▶ _THE TASK_: Lift out each line of the data that holds "bimini".

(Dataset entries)
******

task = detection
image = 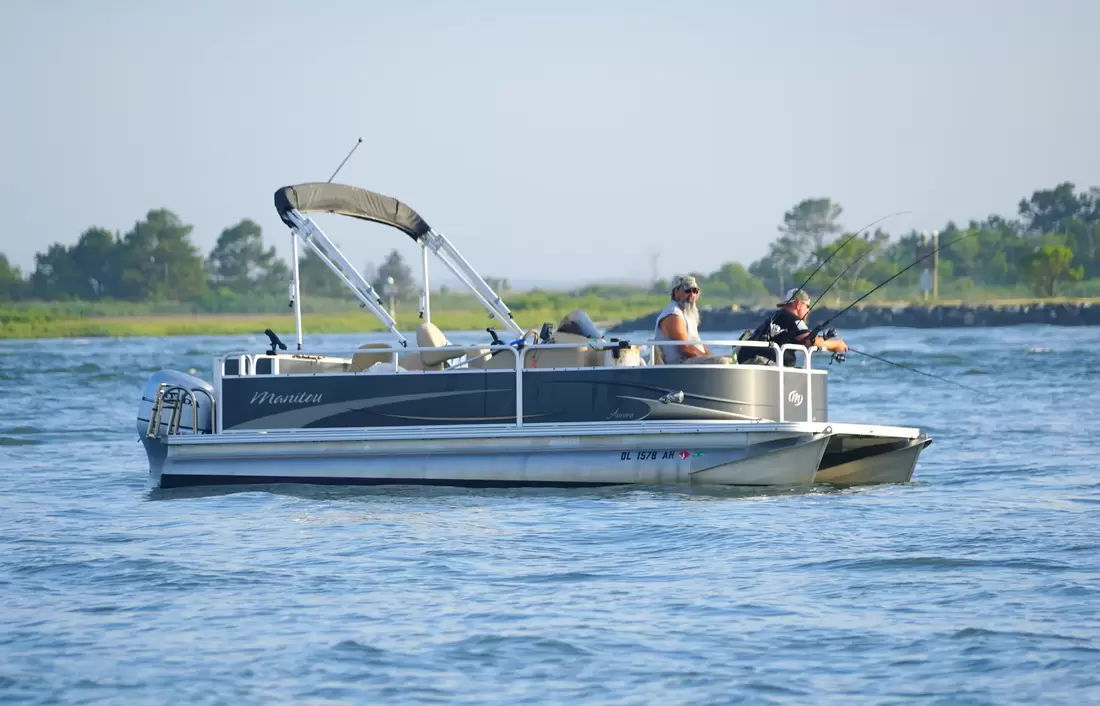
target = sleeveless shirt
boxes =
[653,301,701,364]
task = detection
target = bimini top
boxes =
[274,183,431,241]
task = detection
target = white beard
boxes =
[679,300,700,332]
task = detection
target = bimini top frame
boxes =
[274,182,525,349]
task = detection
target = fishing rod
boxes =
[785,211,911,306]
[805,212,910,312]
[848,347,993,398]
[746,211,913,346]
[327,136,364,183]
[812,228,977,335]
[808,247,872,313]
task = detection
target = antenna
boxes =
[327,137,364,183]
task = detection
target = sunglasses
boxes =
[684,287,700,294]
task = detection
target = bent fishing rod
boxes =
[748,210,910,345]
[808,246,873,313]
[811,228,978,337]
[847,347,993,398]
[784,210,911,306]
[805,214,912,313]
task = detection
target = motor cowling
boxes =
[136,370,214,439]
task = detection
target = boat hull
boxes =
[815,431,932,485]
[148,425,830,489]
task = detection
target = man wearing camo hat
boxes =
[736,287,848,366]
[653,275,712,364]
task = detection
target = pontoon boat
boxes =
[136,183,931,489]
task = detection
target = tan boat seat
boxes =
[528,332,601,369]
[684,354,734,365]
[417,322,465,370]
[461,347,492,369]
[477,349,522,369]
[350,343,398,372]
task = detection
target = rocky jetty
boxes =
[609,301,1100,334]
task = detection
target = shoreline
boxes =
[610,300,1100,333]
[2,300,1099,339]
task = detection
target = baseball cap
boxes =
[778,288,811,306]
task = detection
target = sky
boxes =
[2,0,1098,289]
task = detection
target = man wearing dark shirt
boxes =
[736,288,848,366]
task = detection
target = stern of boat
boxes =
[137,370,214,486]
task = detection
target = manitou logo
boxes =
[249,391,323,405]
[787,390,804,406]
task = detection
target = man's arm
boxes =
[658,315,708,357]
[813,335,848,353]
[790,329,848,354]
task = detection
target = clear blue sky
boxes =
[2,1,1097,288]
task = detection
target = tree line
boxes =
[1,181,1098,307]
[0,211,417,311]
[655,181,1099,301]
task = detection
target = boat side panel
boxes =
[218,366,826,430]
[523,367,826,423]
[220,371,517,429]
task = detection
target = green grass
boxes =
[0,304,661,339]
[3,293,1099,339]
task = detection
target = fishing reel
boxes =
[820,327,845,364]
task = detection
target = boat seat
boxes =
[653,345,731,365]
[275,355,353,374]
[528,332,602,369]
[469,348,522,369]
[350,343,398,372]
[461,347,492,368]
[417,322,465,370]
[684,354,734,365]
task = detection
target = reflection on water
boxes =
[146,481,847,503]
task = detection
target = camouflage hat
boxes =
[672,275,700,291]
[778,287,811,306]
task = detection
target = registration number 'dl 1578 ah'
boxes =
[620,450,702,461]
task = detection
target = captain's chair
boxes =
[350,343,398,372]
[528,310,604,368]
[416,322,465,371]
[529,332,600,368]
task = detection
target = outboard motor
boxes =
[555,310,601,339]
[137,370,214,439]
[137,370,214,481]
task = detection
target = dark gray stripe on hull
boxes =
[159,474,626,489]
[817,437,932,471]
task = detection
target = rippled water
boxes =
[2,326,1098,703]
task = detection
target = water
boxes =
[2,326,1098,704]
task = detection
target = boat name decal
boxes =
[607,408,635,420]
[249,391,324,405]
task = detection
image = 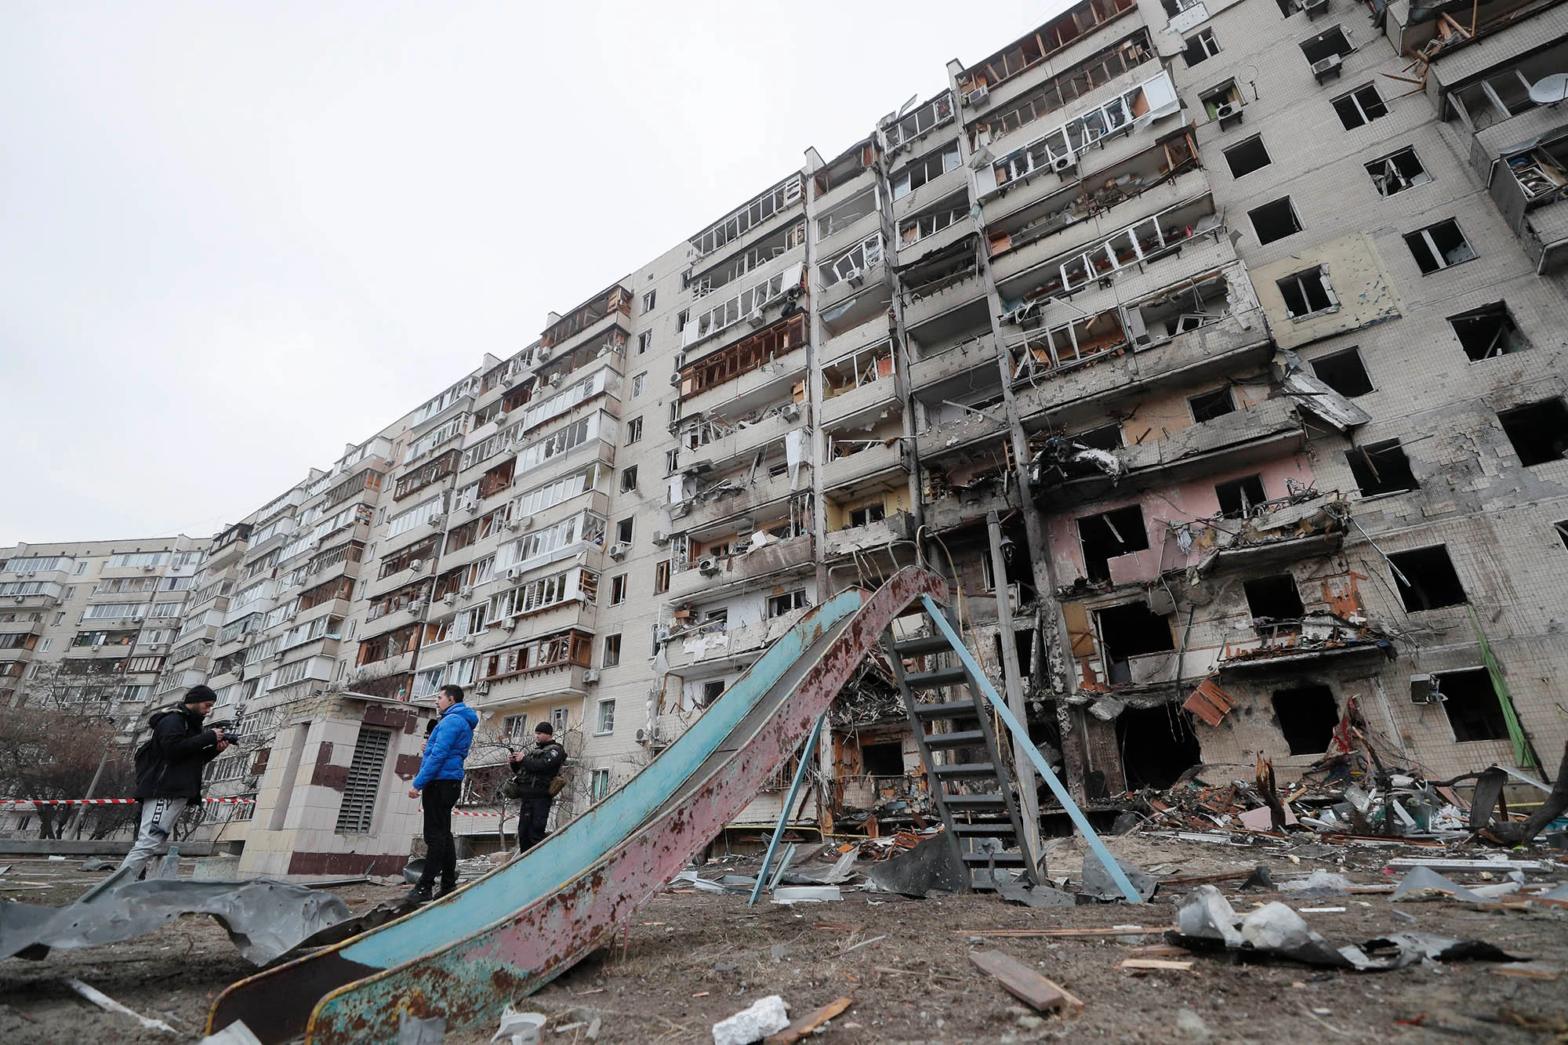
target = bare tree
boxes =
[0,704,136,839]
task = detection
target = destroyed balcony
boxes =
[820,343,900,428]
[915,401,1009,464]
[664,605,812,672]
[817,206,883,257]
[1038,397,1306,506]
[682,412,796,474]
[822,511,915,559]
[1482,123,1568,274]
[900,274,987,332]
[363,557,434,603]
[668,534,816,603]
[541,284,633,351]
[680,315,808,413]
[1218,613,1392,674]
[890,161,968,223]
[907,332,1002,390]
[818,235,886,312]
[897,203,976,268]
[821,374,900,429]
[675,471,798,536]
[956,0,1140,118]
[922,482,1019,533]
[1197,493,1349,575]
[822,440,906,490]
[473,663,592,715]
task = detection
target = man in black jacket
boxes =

******

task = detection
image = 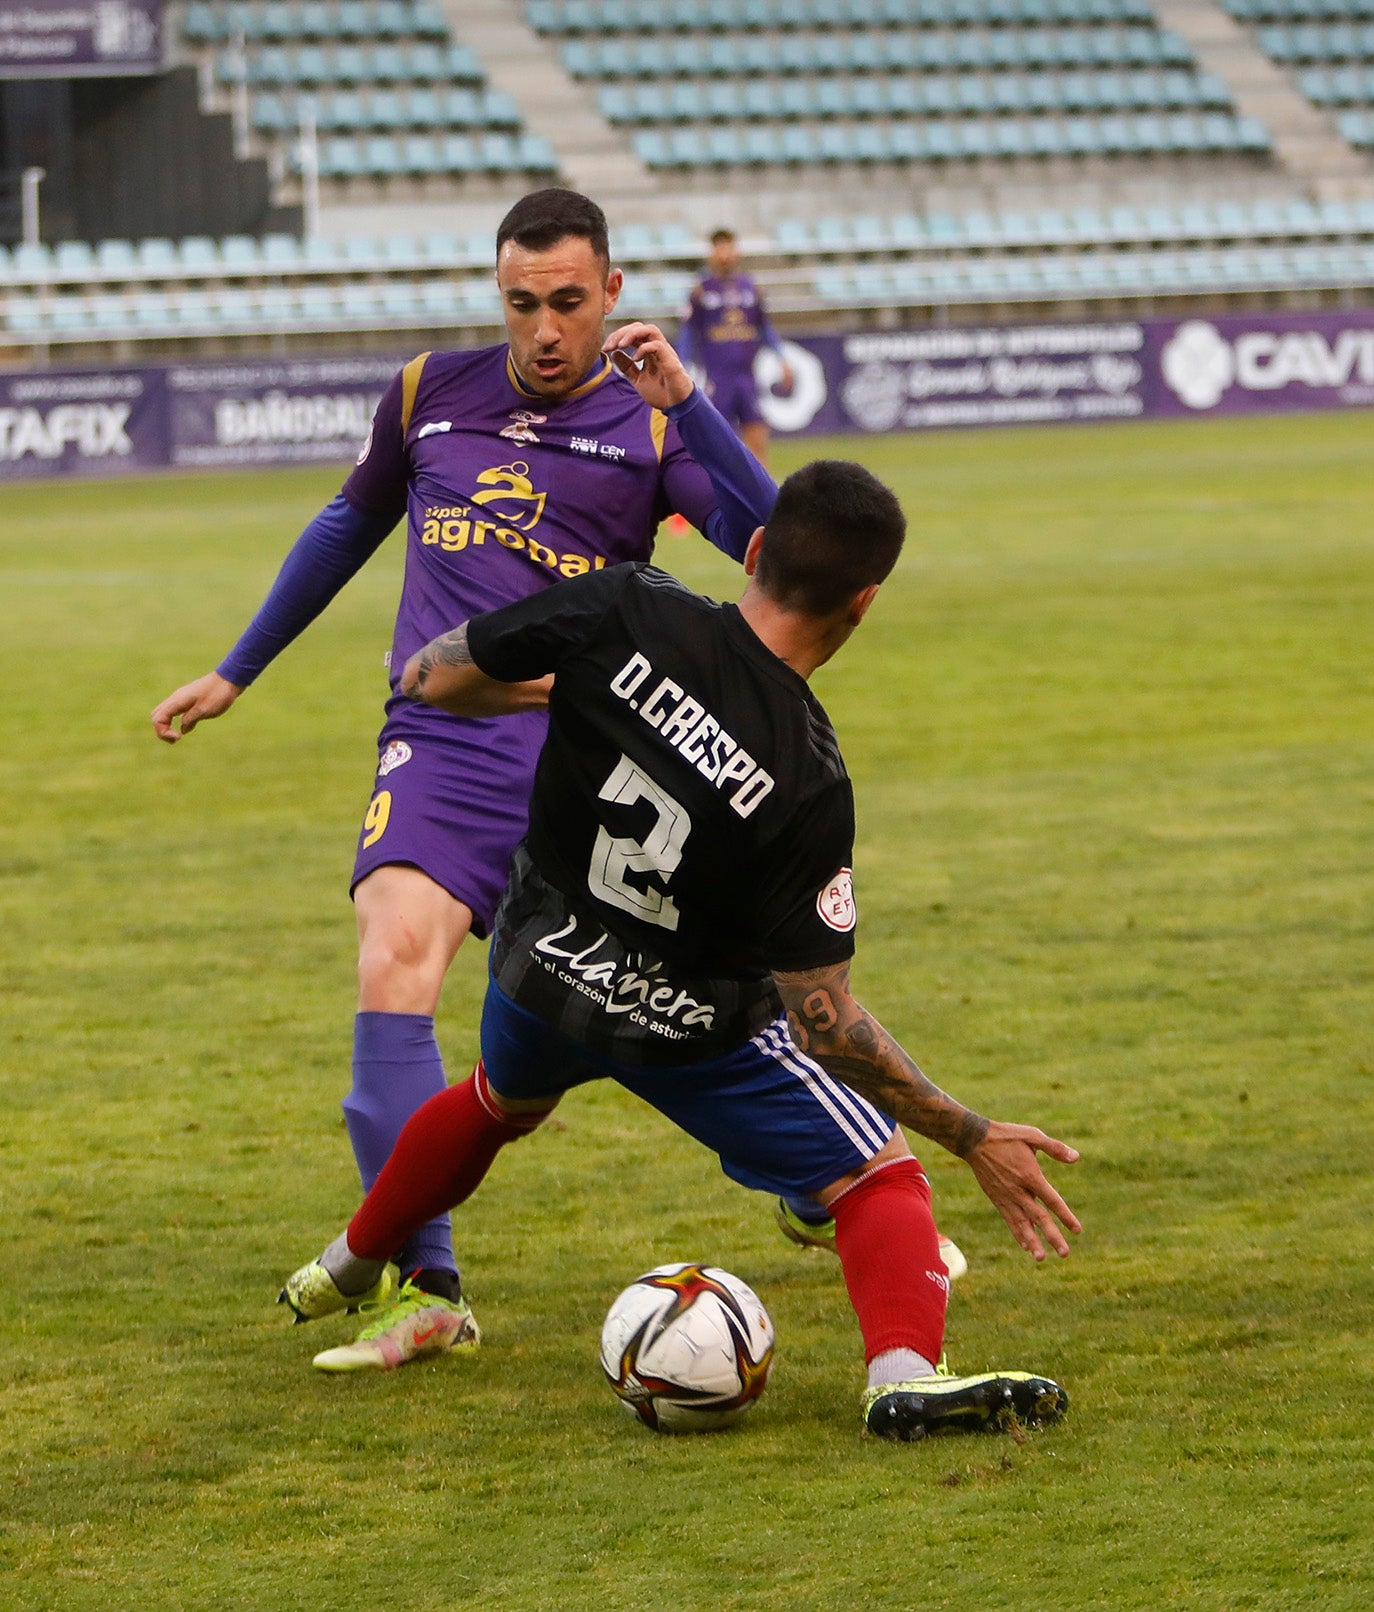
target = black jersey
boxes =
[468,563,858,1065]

******

▶ _ANSWER BELOW_:
target = bimini top
target = bimini top frame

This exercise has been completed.